» **Requirement**: Pull out every line in the records below that contains the word "flagpole", copying each one in full.

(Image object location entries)
========================

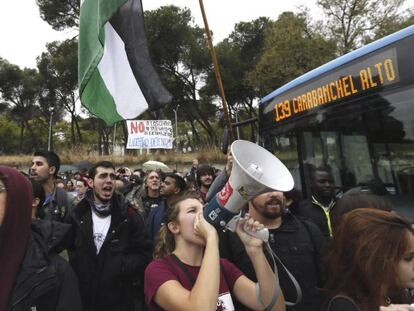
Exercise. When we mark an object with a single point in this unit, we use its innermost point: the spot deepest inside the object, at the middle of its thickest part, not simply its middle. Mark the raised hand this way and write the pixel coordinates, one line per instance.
(203, 229)
(250, 242)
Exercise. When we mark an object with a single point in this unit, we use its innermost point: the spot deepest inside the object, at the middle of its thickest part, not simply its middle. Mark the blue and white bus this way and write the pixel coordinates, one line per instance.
(355, 115)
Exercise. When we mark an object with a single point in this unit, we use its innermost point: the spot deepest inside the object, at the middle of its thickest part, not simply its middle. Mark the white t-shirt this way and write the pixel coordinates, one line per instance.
(100, 229)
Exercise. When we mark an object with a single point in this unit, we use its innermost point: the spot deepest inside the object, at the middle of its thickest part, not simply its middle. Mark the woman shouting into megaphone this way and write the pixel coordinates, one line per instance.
(188, 273)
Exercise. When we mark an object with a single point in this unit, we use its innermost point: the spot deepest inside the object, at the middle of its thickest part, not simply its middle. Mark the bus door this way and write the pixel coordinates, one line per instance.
(347, 157)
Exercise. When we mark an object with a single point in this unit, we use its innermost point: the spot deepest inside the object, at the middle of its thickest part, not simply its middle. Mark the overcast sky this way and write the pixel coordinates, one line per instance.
(23, 34)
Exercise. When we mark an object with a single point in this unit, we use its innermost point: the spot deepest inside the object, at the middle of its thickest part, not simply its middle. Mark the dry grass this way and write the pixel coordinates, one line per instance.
(207, 155)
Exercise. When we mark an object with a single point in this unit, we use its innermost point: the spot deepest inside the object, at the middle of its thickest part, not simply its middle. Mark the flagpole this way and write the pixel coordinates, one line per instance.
(217, 72)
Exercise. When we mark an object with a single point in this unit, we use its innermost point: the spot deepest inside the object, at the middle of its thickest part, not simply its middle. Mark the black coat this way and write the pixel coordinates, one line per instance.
(299, 246)
(308, 210)
(45, 281)
(112, 279)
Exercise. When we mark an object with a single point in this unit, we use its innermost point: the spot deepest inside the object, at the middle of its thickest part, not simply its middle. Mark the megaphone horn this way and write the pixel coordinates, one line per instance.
(255, 171)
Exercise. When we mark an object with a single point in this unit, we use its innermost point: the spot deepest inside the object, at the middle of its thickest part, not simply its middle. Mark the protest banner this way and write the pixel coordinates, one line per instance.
(150, 134)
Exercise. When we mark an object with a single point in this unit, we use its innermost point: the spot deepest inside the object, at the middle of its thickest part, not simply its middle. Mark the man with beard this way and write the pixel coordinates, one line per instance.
(108, 247)
(299, 244)
(171, 187)
(320, 207)
(205, 177)
(44, 169)
(146, 197)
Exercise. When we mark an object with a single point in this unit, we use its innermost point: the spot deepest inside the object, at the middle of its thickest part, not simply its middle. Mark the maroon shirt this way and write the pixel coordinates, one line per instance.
(162, 270)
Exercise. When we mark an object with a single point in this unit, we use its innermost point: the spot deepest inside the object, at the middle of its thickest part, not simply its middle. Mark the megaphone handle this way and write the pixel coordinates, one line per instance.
(262, 234)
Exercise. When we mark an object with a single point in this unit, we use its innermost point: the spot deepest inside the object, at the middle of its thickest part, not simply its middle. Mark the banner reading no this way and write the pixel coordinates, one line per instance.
(150, 134)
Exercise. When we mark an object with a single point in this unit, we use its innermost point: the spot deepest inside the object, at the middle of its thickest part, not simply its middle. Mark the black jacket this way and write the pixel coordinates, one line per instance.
(299, 246)
(45, 281)
(112, 279)
(316, 214)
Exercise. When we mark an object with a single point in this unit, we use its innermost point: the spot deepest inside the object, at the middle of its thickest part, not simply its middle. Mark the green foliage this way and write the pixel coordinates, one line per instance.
(291, 48)
(60, 14)
(58, 72)
(9, 136)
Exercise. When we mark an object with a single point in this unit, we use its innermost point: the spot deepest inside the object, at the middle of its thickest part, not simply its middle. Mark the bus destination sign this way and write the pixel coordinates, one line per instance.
(347, 81)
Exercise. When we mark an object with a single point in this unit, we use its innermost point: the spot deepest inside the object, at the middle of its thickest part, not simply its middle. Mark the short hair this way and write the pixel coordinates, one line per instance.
(352, 201)
(105, 164)
(52, 159)
(179, 181)
(204, 170)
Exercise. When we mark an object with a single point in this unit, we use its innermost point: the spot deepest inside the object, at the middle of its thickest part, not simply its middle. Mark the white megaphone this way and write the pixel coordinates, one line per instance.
(255, 171)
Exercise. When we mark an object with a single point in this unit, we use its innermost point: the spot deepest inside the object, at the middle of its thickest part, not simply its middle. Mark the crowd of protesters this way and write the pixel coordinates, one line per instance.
(119, 239)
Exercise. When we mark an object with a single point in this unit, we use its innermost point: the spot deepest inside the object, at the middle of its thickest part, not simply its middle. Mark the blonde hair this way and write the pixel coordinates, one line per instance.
(166, 241)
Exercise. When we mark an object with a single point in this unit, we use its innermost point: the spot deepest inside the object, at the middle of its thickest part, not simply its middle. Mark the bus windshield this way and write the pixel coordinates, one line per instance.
(354, 115)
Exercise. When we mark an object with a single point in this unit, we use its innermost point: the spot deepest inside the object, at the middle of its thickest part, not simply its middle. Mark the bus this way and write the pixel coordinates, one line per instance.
(354, 115)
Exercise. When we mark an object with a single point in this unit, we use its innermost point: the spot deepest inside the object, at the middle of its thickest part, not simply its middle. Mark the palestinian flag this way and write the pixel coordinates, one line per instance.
(117, 79)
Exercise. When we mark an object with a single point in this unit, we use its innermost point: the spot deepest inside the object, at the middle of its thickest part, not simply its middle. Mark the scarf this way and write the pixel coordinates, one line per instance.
(101, 209)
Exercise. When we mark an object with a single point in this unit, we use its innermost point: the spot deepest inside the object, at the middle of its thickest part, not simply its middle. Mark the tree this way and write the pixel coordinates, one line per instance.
(60, 14)
(19, 89)
(389, 26)
(237, 55)
(291, 48)
(354, 22)
(179, 49)
(58, 72)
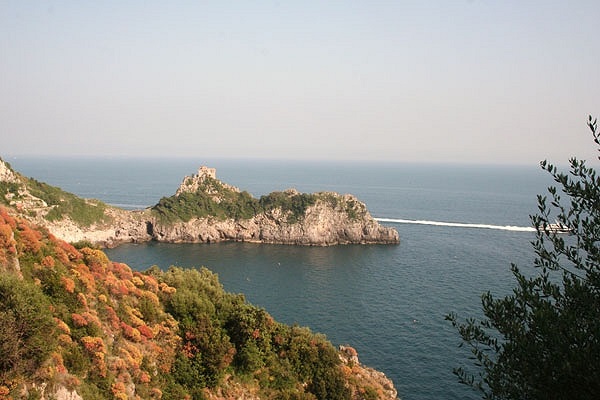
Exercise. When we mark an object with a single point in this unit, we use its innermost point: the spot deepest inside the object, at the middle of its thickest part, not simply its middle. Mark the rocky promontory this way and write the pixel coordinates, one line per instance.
(203, 210)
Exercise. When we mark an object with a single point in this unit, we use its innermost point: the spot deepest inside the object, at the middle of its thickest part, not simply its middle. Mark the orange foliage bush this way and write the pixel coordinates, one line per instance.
(29, 239)
(78, 320)
(145, 331)
(68, 284)
(48, 261)
(130, 332)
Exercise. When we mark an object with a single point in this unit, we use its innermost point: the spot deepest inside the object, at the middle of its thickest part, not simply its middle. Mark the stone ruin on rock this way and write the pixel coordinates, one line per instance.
(193, 183)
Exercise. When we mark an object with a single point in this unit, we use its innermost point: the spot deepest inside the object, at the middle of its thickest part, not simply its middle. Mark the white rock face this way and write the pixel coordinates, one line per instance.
(6, 175)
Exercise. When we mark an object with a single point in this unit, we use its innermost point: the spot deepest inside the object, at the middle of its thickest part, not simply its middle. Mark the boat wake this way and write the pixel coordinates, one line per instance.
(458, 224)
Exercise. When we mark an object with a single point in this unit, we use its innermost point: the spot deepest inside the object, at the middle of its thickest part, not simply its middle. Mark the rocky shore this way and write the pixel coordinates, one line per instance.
(329, 219)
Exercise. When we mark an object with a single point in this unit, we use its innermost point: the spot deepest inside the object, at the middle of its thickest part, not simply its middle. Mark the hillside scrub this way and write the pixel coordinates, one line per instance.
(94, 326)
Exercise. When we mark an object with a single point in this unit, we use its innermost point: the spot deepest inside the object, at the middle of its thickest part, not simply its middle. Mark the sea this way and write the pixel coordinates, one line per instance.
(460, 226)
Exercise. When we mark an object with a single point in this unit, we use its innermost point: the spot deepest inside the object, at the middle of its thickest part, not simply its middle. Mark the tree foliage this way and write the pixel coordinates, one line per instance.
(543, 340)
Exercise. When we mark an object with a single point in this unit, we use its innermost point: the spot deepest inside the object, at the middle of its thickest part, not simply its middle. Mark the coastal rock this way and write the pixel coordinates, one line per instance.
(379, 384)
(322, 219)
(321, 225)
(6, 173)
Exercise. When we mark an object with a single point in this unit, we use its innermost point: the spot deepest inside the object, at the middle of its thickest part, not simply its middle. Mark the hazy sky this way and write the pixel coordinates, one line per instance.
(459, 81)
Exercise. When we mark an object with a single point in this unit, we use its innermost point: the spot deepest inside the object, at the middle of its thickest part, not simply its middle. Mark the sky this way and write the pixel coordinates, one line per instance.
(502, 82)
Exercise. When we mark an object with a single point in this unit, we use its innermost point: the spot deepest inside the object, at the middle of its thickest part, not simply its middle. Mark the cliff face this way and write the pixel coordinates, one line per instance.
(220, 212)
(322, 225)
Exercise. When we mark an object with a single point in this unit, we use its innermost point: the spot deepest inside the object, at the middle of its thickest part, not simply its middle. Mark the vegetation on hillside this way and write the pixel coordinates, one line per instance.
(213, 199)
(72, 318)
(60, 204)
(81, 211)
(543, 340)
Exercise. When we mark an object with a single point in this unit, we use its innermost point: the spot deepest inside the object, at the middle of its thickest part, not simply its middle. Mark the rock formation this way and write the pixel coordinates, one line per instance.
(319, 219)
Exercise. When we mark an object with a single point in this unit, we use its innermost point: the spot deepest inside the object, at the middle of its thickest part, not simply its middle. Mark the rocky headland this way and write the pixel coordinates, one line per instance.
(203, 210)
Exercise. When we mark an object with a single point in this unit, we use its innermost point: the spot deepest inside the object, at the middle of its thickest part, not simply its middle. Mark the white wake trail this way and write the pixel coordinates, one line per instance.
(458, 224)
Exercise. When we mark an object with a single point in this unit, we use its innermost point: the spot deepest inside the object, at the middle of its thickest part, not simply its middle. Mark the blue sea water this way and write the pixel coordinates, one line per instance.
(388, 302)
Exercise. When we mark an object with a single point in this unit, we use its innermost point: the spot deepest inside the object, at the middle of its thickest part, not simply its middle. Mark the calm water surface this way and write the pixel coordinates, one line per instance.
(388, 302)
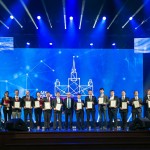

========================

» **Correct output**:
Exercise. When we mark an object with a single point in this unit, we use its innermost point: the spot deepest inside the object, at the middle of its thickest part, not simply its middle. Mark the flagpole this way and write the pixel coordinates, one line per instance.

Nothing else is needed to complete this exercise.